Stored data entries =>

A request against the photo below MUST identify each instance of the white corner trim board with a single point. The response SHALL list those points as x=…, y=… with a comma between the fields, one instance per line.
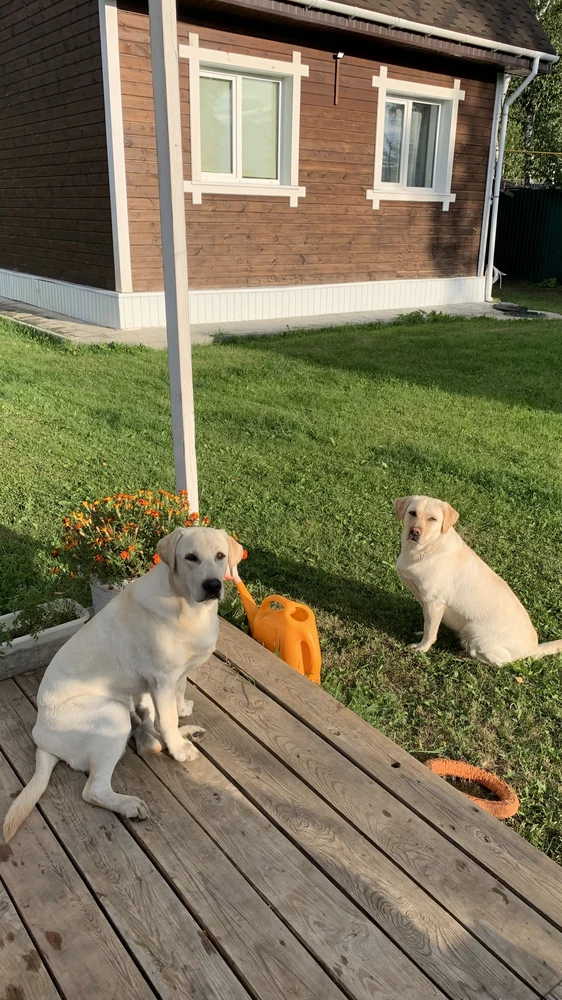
x=109, y=35
x=448, y=99
x=288, y=185
x=142, y=310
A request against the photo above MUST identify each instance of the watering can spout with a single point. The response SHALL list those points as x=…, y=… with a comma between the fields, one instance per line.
x=250, y=606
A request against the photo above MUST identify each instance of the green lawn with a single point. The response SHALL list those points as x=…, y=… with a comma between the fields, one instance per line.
x=303, y=442
x=523, y=293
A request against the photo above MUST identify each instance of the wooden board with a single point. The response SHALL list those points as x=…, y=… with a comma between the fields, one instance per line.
x=156, y=927
x=525, y=941
x=275, y=965
x=22, y=971
x=455, y=961
x=69, y=929
x=523, y=868
x=365, y=962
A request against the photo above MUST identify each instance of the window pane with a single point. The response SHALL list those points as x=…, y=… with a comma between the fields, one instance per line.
x=392, y=147
x=216, y=125
x=260, y=128
x=423, y=140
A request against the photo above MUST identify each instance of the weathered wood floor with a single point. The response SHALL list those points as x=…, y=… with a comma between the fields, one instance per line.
x=303, y=856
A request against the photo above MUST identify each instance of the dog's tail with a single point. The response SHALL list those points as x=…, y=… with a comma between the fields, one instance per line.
x=30, y=795
x=548, y=649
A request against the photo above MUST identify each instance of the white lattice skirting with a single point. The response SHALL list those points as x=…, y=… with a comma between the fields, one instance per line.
x=141, y=310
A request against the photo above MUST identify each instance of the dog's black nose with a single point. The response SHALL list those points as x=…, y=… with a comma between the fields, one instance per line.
x=212, y=587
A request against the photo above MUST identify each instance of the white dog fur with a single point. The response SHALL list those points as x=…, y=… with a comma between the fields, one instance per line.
x=455, y=586
x=128, y=665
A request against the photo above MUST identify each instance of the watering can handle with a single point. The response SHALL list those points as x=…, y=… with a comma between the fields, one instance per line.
x=276, y=599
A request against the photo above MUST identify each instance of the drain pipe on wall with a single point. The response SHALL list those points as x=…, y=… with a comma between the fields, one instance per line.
x=498, y=178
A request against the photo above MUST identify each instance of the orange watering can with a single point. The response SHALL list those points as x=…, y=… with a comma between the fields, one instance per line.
x=289, y=630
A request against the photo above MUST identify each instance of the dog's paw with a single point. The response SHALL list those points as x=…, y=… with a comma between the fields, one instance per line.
x=419, y=647
x=134, y=808
x=183, y=750
x=191, y=731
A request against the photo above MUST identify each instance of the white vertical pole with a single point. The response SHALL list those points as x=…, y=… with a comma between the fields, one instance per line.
x=165, y=84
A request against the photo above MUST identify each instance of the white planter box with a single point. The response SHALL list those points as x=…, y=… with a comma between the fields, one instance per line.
x=27, y=653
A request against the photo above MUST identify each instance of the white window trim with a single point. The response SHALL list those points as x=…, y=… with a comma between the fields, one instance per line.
x=404, y=88
x=207, y=59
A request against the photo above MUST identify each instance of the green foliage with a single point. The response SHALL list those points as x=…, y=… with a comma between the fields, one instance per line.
x=34, y=616
x=303, y=442
x=535, y=120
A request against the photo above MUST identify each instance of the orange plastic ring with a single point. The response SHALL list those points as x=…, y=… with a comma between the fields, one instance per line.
x=508, y=803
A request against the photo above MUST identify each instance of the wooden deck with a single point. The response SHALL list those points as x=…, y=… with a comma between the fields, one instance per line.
x=303, y=856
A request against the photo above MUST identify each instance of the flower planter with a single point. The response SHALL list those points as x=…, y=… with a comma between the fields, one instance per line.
x=28, y=652
x=103, y=593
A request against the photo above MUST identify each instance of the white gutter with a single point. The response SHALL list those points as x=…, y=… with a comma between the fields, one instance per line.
x=502, y=82
x=363, y=14
x=498, y=178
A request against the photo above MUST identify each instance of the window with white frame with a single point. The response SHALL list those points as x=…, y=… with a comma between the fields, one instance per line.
x=244, y=123
x=415, y=141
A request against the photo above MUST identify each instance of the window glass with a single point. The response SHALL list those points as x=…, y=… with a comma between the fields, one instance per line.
x=422, y=145
x=260, y=128
x=216, y=125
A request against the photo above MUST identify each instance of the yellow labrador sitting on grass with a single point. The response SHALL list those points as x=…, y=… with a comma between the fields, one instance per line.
x=131, y=661
x=455, y=586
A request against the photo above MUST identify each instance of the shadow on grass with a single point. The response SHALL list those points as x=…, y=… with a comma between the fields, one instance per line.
x=22, y=568
x=514, y=362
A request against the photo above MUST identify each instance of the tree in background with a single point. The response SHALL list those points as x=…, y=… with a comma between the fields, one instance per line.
x=535, y=120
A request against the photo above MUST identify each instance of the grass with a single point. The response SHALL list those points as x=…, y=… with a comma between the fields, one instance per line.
x=303, y=442
x=523, y=293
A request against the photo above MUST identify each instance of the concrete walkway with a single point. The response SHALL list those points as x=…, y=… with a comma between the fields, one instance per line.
x=206, y=333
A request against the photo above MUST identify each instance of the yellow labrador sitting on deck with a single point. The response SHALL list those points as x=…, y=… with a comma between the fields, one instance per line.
x=455, y=586
x=131, y=659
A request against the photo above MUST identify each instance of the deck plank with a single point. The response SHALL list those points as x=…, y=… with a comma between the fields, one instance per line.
x=75, y=939
x=344, y=940
x=22, y=972
x=523, y=939
x=167, y=942
x=528, y=872
x=274, y=964
x=451, y=957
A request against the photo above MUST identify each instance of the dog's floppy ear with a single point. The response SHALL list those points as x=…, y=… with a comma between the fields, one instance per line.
x=167, y=546
x=235, y=554
x=400, y=507
x=450, y=517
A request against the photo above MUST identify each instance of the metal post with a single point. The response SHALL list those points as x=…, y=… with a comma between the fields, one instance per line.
x=165, y=84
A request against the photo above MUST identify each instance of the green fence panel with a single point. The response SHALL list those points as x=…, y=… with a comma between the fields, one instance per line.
x=529, y=239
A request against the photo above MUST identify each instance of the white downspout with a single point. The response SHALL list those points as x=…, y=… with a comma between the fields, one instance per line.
x=502, y=82
x=498, y=178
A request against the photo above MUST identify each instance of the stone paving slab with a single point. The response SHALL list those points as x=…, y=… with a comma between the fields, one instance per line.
x=206, y=333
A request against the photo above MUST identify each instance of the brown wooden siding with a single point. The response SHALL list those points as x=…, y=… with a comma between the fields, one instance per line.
x=334, y=235
x=54, y=188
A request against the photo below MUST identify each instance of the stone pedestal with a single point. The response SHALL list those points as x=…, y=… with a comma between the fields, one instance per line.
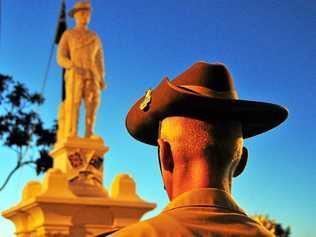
x=52, y=209
x=81, y=159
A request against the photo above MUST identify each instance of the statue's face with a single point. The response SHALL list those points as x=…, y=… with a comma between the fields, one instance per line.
x=82, y=17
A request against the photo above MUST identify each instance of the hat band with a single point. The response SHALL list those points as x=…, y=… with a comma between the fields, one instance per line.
x=82, y=9
x=232, y=95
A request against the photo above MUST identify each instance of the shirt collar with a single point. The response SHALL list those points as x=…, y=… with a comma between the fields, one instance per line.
x=211, y=197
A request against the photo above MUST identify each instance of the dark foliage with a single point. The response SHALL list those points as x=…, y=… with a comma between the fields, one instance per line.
x=21, y=127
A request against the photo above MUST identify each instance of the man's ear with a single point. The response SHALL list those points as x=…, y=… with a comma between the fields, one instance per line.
x=242, y=163
x=165, y=155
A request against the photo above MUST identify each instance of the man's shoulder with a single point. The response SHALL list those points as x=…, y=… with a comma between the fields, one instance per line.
x=154, y=227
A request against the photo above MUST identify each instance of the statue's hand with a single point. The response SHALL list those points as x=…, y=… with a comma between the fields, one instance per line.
x=79, y=70
x=102, y=85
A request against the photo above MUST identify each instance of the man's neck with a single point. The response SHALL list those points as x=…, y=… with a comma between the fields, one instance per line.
x=82, y=27
x=198, y=176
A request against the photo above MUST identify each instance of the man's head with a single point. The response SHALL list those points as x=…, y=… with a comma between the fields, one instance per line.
x=81, y=13
x=199, y=124
x=195, y=153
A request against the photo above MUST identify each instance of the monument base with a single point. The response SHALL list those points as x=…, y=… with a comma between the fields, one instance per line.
x=52, y=209
x=81, y=159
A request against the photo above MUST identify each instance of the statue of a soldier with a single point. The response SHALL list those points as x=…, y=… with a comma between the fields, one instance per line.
x=80, y=53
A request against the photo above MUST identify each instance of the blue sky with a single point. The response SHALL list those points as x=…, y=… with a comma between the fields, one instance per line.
x=269, y=46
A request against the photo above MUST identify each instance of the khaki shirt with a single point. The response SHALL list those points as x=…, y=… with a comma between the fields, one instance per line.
x=200, y=212
x=82, y=49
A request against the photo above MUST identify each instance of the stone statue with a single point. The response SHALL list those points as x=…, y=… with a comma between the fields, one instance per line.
x=80, y=53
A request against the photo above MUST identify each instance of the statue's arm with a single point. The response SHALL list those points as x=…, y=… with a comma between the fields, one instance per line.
x=100, y=64
x=63, y=52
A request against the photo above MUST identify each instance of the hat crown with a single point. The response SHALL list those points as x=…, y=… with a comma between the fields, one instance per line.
x=212, y=76
x=82, y=5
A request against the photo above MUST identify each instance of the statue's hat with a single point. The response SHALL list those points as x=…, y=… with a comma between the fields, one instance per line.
x=204, y=91
x=80, y=6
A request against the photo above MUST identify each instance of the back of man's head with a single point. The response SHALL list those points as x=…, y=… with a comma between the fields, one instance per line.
x=203, y=153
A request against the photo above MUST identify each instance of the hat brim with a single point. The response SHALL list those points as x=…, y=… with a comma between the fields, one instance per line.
x=72, y=12
x=171, y=100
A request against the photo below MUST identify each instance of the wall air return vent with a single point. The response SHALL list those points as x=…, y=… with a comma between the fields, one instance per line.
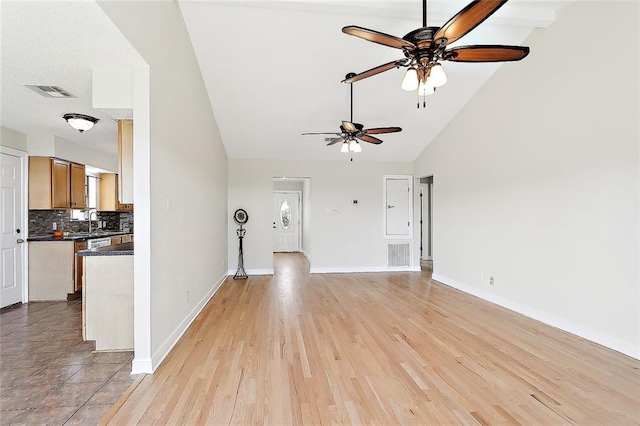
x=398, y=254
x=50, y=91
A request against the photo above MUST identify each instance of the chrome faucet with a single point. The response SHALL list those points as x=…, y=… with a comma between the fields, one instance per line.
x=90, y=222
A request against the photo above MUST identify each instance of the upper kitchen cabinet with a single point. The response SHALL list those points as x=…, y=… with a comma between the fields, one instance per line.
x=109, y=200
x=56, y=184
x=125, y=161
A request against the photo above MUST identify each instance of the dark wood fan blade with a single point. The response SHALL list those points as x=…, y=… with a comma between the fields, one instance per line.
x=370, y=139
x=378, y=37
x=376, y=70
x=486, y=53
x=349, y=126
x=327, y=133
x=380, y=130
x=335, y=140
x=467, y=19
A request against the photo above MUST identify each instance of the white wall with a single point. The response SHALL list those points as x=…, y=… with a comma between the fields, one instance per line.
x=12, y=139
x=536, y=180
x=73, y=152
x=188, y=173
x=307, y=226
x=54, y=146
x=351, y=240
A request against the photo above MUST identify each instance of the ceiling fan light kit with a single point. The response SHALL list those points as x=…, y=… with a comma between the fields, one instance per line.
x=425, y=47
x=352, y=133
x=80, y=122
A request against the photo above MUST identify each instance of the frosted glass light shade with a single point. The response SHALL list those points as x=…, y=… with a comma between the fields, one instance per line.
x=410, y=80
x=437, y=77
x=354, y=146
x=80, y=122
x=425, y=89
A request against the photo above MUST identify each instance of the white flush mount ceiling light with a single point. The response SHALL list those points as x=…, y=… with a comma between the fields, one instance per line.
x=80, y=122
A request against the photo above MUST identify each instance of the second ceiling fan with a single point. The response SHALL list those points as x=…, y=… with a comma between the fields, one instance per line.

To do => Copy out exactly the lines between the line with "of the ceiling" and the last line of the entries, counting both of those lines.

Response box =>
A request against the photo above MUST identify each instance of the ceiling fan light kit with a single point. The response SHALL list those points as x=…, y=… with a comma between the fields, one instance per line.
x=425, y=47
x=352, y=133
x=80, y=122
A request against the photo above MUST identify each instance of the frosted glass light shade with a single point. The response SHALL list those points as x=…, y=… with a comma between the fields, one instance per line.
x=410, y=80
x=437, y=77
x=354, y=146
x=80, y=122
x=425, y=89
A request against the photo above MUST identify each instance of the white flush mount ceiling light with a single point. The response SHALL list those points as x=…, y=… with a comma between the fields, one instance per line.
x=80, y=122
A request against the photo above MUST identify each instance of the second ceiling fan with a single point. The response SHALL list those points as x=…, y=… with a comma between the fields, one instance per line.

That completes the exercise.